> Text provided:
He wanted a way to preserve Seward in 1975 for his children, grandchildren and great grandchildren, to remember what it was like.
The community was really excited.
They weren't really sure what this would mean.
He didn't have any concept of this being the biggest in the world.
He just wanted it to be big enough that it wouldn't get lost.
He spent most of his time just calling people, trying to find an expert in how to do this, and what it would take to make a concrete bunker strong enough to last.
(whimsical music) And all of the experts said if he had eight inches of concrete for the walls, that would be plenty.
So of course they made him 12in.
They talked about how much rebar was needed and Dad doubled that also.
The bunker is ten feet deep, 12ft deep, something like that.
And the lid of the bunker is actually below ground level.
Everything was done truly, truly, almost subterranean.
(whimsical music) -[Narrator] The capsule included clothing, pop, letters from the community, a motorcycle and one yellow Chevy Vega.
(whimsical music) -[Trish] A lot of the people thought, here goes Davisson again.
In terms of building a time capsule in 1953.
He had taken the Seward High School basketball team by bus to Seward, Alaska, to play basketball.
So he had done a lot of unusual things in his life.
And this was just going to be added to the list.

> Written exercise A:
Tally the lines in the records that contain the string "handle", and reply with the number alone.
The text and the records are unrelated to each other.

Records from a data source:
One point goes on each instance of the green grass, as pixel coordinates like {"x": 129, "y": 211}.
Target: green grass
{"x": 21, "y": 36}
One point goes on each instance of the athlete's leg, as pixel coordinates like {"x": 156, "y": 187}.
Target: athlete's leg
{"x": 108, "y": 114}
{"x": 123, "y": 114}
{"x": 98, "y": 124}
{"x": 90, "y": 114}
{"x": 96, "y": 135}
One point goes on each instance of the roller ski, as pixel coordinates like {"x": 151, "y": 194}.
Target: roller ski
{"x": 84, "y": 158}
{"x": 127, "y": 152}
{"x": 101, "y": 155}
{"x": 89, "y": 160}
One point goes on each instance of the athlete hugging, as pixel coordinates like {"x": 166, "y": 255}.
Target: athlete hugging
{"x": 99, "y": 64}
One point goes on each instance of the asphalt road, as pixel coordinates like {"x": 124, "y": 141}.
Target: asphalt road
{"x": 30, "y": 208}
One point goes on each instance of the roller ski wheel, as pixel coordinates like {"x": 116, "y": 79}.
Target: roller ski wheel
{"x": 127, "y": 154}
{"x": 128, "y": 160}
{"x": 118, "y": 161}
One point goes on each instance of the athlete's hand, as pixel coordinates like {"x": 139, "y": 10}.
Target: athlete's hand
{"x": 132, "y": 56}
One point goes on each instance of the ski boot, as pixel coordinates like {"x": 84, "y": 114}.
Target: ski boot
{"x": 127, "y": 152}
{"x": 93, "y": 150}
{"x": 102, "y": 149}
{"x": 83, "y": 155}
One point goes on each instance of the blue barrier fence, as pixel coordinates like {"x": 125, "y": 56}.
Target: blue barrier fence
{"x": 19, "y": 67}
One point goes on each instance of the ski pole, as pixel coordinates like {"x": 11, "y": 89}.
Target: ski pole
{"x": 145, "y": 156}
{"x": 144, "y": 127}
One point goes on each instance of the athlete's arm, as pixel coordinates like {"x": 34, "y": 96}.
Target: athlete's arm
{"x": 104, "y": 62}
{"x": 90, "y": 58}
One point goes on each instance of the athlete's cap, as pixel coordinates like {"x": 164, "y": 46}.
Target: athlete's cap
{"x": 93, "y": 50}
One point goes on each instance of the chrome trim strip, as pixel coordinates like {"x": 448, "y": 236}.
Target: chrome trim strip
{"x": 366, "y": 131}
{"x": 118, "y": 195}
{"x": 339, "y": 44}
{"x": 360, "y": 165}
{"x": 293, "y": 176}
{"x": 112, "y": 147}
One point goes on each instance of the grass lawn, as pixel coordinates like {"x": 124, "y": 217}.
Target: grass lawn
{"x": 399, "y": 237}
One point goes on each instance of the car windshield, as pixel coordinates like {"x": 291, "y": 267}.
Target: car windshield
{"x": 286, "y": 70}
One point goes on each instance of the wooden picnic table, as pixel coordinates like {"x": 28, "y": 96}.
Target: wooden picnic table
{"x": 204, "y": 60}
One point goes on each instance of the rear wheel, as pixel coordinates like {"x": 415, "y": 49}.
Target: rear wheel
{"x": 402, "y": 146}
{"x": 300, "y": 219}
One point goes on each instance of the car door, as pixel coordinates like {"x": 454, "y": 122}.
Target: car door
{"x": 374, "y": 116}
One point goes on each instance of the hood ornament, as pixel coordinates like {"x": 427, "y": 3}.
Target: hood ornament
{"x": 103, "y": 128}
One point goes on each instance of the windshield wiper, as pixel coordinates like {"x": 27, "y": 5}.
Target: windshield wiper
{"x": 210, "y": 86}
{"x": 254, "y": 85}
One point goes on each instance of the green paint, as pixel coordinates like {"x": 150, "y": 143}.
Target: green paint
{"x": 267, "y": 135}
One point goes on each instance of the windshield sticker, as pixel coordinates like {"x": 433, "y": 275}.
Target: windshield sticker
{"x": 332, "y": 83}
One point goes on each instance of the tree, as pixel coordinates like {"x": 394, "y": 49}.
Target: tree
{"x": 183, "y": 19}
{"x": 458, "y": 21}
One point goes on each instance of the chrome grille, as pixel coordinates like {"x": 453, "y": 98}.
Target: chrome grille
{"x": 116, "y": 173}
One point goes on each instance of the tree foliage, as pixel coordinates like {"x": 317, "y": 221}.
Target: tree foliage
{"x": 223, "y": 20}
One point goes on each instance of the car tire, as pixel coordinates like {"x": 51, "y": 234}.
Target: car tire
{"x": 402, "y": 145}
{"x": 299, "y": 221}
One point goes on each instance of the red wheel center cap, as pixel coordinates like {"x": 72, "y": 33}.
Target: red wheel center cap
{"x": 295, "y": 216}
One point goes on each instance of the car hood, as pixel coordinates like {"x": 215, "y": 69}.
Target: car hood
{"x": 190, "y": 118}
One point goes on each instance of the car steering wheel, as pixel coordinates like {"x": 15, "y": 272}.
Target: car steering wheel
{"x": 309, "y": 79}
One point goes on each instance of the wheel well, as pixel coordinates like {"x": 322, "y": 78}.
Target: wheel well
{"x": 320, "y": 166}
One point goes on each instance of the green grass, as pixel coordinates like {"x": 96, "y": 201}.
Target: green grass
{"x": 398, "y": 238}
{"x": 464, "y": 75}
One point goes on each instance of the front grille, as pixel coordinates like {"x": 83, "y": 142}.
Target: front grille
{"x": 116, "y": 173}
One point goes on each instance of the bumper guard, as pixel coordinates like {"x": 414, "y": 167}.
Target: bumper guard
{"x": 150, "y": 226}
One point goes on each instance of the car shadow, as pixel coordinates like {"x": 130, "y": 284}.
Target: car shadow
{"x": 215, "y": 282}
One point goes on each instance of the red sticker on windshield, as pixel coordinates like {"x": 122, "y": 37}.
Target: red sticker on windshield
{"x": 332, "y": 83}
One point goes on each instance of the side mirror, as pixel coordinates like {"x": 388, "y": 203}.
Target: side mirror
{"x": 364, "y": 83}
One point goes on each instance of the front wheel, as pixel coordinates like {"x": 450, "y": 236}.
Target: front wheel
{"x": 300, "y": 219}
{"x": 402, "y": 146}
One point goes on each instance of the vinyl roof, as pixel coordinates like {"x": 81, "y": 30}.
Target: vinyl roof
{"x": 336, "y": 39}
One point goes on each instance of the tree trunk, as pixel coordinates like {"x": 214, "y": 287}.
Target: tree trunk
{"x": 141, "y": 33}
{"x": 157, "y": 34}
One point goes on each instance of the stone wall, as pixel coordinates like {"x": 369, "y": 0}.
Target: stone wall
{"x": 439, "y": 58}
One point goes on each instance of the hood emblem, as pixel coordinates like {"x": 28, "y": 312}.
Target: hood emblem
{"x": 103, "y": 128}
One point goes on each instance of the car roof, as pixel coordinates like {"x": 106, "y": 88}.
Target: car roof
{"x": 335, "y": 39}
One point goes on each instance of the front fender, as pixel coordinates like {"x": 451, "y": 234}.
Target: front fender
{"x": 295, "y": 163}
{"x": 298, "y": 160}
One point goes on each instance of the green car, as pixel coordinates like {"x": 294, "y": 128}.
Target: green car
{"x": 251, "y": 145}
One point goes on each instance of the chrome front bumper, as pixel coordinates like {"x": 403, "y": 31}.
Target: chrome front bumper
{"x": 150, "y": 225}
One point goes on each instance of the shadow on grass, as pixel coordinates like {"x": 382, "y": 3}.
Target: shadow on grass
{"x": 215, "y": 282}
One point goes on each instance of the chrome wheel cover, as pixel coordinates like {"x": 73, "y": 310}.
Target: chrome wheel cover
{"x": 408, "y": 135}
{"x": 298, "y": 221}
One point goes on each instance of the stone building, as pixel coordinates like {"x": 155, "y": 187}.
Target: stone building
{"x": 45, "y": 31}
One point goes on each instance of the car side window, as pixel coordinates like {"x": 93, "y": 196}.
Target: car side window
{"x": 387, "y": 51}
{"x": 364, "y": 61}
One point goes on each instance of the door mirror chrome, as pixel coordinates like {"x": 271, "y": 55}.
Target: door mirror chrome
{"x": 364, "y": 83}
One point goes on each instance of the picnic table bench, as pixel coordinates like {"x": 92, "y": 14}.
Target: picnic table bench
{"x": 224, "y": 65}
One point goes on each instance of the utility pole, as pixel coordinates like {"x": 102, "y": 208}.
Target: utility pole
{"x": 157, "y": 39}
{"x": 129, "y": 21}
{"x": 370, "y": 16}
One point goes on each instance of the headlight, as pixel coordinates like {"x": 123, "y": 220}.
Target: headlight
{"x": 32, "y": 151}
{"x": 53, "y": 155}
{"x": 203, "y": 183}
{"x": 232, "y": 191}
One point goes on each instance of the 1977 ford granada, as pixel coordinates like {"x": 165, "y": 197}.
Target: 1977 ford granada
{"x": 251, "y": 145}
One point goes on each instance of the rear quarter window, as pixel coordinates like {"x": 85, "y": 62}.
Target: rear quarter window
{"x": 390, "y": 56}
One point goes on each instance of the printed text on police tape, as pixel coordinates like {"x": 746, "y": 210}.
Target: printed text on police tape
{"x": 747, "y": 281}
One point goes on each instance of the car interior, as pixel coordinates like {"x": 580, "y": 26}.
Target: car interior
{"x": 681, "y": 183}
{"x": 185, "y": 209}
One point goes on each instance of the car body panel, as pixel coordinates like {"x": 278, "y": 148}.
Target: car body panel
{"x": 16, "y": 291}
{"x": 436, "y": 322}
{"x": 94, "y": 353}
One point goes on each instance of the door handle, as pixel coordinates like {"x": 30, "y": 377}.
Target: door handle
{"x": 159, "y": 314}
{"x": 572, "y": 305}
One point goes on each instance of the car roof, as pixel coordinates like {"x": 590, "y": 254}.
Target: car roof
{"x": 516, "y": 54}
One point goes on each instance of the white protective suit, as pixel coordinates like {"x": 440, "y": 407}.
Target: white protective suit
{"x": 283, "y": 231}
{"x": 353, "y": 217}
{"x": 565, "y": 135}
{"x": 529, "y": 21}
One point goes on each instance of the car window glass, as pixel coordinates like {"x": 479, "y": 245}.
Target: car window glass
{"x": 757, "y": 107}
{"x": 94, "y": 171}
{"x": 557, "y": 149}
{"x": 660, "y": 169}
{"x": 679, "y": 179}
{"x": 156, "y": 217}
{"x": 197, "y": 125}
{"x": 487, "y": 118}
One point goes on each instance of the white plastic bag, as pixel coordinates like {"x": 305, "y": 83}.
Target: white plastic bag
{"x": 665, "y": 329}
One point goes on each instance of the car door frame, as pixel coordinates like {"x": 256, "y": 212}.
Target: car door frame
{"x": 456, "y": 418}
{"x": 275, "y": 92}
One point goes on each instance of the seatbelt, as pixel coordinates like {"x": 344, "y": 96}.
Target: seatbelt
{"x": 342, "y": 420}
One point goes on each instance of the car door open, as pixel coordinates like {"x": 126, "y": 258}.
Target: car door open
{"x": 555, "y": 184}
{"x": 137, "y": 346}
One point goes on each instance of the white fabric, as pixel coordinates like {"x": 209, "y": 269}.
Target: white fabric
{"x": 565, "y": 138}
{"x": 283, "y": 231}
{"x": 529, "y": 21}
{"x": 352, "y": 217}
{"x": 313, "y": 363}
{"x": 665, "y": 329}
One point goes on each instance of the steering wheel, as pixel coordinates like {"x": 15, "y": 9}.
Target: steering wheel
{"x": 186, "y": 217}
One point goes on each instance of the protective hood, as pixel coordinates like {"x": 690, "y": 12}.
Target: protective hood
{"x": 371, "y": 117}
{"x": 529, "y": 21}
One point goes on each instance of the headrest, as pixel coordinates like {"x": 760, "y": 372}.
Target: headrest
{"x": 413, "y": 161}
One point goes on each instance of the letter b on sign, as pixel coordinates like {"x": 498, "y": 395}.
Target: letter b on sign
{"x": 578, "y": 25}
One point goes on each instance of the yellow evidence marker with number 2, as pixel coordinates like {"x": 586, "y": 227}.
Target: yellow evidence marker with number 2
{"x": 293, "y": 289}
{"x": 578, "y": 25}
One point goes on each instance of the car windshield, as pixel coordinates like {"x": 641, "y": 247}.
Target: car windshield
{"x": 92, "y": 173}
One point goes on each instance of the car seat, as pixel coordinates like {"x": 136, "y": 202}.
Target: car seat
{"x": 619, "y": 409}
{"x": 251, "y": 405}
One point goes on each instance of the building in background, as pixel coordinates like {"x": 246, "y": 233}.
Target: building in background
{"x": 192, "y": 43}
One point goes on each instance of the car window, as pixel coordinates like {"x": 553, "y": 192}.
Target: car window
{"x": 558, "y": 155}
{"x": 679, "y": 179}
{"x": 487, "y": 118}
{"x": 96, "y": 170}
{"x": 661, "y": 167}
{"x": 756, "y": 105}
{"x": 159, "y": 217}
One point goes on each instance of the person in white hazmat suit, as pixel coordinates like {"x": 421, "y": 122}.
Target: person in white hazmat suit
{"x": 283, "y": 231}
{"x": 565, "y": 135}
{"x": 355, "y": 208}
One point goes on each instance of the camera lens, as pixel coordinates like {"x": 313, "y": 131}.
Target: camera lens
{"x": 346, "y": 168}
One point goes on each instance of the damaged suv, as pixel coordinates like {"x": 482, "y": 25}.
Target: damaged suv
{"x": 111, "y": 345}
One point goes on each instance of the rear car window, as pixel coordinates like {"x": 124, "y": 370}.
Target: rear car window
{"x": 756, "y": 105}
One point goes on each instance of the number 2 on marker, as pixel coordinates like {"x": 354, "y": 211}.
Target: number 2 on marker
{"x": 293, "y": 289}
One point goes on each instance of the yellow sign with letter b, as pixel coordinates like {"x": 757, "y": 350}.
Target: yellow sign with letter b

> Written exercise B:
In the Seward time capsule text, what car was placed in the capsule?

> Complete answer A:
2

> Complete answer B:
One yellow Chevy Vega.